### Instrucciones a seguir
Reescribe estas líneas sustituyendo "Example query" por "Sample query" en todos los registros, sin cambiar nada más.

### Materiales proporcionados

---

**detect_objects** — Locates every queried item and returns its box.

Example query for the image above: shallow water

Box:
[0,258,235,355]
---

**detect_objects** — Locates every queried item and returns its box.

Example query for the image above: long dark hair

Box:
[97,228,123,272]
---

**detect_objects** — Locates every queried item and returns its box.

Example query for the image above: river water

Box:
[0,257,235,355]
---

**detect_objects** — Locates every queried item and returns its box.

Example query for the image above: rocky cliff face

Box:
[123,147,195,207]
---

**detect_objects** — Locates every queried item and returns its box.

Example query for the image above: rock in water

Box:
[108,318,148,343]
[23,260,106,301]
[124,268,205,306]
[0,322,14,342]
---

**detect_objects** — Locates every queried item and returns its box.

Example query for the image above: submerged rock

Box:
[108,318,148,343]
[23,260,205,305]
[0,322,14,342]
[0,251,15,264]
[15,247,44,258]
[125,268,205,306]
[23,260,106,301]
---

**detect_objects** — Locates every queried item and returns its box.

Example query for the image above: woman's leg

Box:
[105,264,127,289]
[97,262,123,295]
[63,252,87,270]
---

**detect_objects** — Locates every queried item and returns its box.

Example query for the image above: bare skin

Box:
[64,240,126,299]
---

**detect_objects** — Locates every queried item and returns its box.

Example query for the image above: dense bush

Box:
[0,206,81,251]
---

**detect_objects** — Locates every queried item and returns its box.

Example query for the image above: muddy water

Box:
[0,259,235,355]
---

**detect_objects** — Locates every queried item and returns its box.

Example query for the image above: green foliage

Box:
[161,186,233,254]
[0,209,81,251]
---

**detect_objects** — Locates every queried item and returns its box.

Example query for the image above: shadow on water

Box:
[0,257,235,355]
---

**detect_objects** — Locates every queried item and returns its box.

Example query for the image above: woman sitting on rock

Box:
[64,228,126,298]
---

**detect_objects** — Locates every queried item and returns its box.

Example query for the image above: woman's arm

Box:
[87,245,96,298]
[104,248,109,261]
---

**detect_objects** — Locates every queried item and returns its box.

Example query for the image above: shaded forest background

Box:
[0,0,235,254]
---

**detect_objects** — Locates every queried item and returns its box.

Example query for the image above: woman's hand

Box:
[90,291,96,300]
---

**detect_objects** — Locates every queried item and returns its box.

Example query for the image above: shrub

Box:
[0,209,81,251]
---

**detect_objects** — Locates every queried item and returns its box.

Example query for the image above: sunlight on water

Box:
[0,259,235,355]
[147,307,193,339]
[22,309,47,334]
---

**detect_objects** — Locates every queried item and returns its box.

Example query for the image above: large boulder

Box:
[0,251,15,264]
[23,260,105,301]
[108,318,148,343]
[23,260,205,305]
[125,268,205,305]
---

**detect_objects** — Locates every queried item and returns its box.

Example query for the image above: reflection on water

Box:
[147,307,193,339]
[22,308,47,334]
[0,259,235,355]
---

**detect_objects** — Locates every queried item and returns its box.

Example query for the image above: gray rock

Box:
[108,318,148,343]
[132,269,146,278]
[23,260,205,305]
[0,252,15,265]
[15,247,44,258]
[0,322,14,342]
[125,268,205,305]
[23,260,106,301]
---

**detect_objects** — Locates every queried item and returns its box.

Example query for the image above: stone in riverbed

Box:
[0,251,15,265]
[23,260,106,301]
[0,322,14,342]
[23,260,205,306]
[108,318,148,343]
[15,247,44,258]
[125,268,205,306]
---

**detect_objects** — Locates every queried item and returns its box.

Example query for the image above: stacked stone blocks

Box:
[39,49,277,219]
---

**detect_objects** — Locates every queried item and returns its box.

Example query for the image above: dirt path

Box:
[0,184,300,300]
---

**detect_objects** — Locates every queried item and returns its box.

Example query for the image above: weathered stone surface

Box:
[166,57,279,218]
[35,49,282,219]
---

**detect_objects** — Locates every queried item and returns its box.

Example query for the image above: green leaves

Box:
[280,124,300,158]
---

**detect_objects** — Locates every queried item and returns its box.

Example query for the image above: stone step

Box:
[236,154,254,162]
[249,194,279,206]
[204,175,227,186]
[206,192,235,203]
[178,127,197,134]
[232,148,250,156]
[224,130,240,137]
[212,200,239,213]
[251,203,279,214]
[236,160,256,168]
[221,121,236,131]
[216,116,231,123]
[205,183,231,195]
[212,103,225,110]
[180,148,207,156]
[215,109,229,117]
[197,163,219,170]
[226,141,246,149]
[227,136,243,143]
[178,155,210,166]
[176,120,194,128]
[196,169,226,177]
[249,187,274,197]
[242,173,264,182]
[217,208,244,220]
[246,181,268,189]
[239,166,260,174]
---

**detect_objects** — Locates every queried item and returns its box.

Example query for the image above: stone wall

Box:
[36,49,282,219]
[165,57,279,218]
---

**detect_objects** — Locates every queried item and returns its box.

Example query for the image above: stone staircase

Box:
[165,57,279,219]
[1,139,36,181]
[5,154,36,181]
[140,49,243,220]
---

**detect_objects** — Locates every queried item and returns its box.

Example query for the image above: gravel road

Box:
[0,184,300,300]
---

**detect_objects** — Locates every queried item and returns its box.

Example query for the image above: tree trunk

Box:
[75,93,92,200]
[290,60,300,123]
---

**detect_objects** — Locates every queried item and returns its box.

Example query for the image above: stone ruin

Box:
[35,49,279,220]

### Respuesta
---

**detect_objects** — Locates every queried item and returns its box.

Sample query for the image above: shallow water

Box:
[0,258,235,355]
---

**detect_objects** — Locates every queried item and returns its box.

Sample query for the image above: long dark hair

Box:
[97,228,123,272]
---

**detect_objects** — Locates every queried item and returns its box.

Sample query for the image above: river water

Box:
[0,257,235,355]
---

**detect_objects** — Locates every queried item and returns its box.

Sample query for the image above: rocky cliff face

Box:
[123,147,195,207]
---

**detect_objects** — Locates every queried item and returns its box.

Sample query for the image above: rock in water

Box:
[108,318,148,343]
[23,260,106,301]
[124,268,205,306]
[0,322,14,342]
---

**detect_objects** — Locates every queried item and returns its box.

Sample query for the image above: submerged rock

Box:
[108,318,148,343]
[23,260,205,305]
[0,322,14,342]
[0,251,15,264]
[15,247,44,258]
[125,268,205,306]
[23,260,106,301]
---

**detect_objects** — Locates every queried item and returns its box.

Sample query for the image above: woman's leg

Box:
[105,264,127,289]
[97,262,123,295]
[63,252,87,270]
---

**detect_objects** — Locates every queried item and returns its box.

Sample query for the image above: bare skin

Box:
[64,240,126,299]
---

**detect_objects** — Locates every queried item and returns its box.

Sample query for the image above: dense bush

Box:
[0,206,81,251]
---

**detect_objects** — Locates every queried item and returns its box.

Sample query for the image above: muddy water

Box:
[0,259,235,355]
---

**detect_objects** — Locates every queried item and returns its box.

Sample query for the image above: green foliage

Box:
[161,186,233,254]
[0,209,81,251]
---

**detect_objects** — Locates every queried item and returns its box.

Sample query for the image above: shadow on water

Box:
[0,257,235,355]
---

**detect_objects** — Locates every queried item and returns its box.

Sample query for the image above: woman sitting on rock

Box:
[64,228,126,298]
---

**detect_objects** — Locates every queried item and returns its box.

Sample query for the image above: woman's arm

Box:
[87,245,96,298]
[104,248,109,261]
---

**detect_objects** — Locates every queried item and returns its box.

Sample query for the image above: shaded forest background

Box:
[0,0,235,254]
---

**detect_objects** — Locates every queried item and returns its box.

Sample query for the image above: woman's hand

Box:
[90,291,96,300]
---

**detect_objects** — Locates every queried item and returns its box.

Sample query for the image above: shrub

Box:
[0,209,81,251]
---

**detect_objects** — Locates every queried item and returns its box.

Sample query for the image above: sunlight on water

Box:
[0,259,235,355]
[147,307,193,339]
[22,309,47,334]
---

**detect_objects** — Locates every queried item and returns its box.

Sample query for the image above: large boulder

Box:
[0,251,15,264]
[23,260,105,301]
[108,318,148,343]
[23,260,205,305]
[125,268,205,305]
---

**detect_objects** — Locates every queried item and returns its box.

Sample query for the image above: reflection on water

Box:
[147,307,193,339]
[22,308,47,334]
[0,259,235,355]
---

**detect_objects** — Locates every queried item and returns its box.

Sample query for the image above: gray rock

Box:
[108,318,148,343]
[132,269,146,278]
[23,260,205,305]
[0,252,15,265]
[15,247,44,258]
[0,322,14,342]
[125,268,205,305]
[23,260,106,301]
---

**detect_objects** — Locates every queried item and returns its box.

Sample query for the image above: stone in riverbed

Box:
[0,251,15,265]
[23,260,106,301]
[0,322,14,342]
[23,260,205,306]
[108,318,148,343]
[15,247,44,258]
[125,268,205,306]
---

**detect_objects** — Locates every queried item and returns its box.

Sample query for the image above: stacked stone blocks

Box:
[39,49,277,219]
---

**detect_objects** — Locates every queried item and returns its box.

Sample query for the image above: dirt path

Box:
[0,184,300,300]
---

**detect_objects** — Locates every queried item and returns its box.

Sample query for the image above: weathered stone surface

Box:
[166,57,279,218]
[35,49,282,219]
---

**detect_objects** — Locates every queried item and returns its box.

Sample query for the image above: green leaves

Box:
[280,124,300,158]
---

**detect_objects** — Locates every queried item and returns its box.

Sample query for the image above: stone step

Box:
[236,154,254,162]
[249,194,279,206]
[204,175,227,186]
[206,192,235,203]
[178,127,197,134]
[232,148,250,156]
[224,130,240,137]
[212,200,239,213]
[251,203,279,214]
[236,160,256,168]
[221,121,236,131]
[216,116,231,123]
[205,183,231,195]
[212,103,225,110]
[180,148,207,156]
[215,109,229,117]
[197,163,219,170]
[226,141,246,149]
[227,136,243,143]
[178,155,210,166]
[176,120,194,128]
[196,169,226,177]
[249,187,274,197]
[242,173,264,182]
[217,208,244,220]
[246,181,268,189]
[239,166,260,174]
---

**detect_objects** — Locates every queried item and returns its box.

Sample query for the image above: stone wall

Box:
[36,49,282,219]
[165,57,279,218]
---

**detect_objects** — Locates every queried item and returns its box.

Sample query for the image above: stone staircase

Box:
[165,57,279,219]
[1,139,36,181]
[5,154,36,181]
[140,49,243,220]
---

**detect_objects** — Locates every queried item and returns its box.

Sample query for the image above: gravel road

Box:
[0,184,300,300]
---

**detect_objects** — Locates every queried item and returns its box.

Sample query for the image above: tree trunk

Box:
[75,93,92,200]
[290,60,300,123]
---

**detect_objects** — Locates every queried item and returns its box.

Sample query for the image above: stone ruin

Box:
[35,49,279,220]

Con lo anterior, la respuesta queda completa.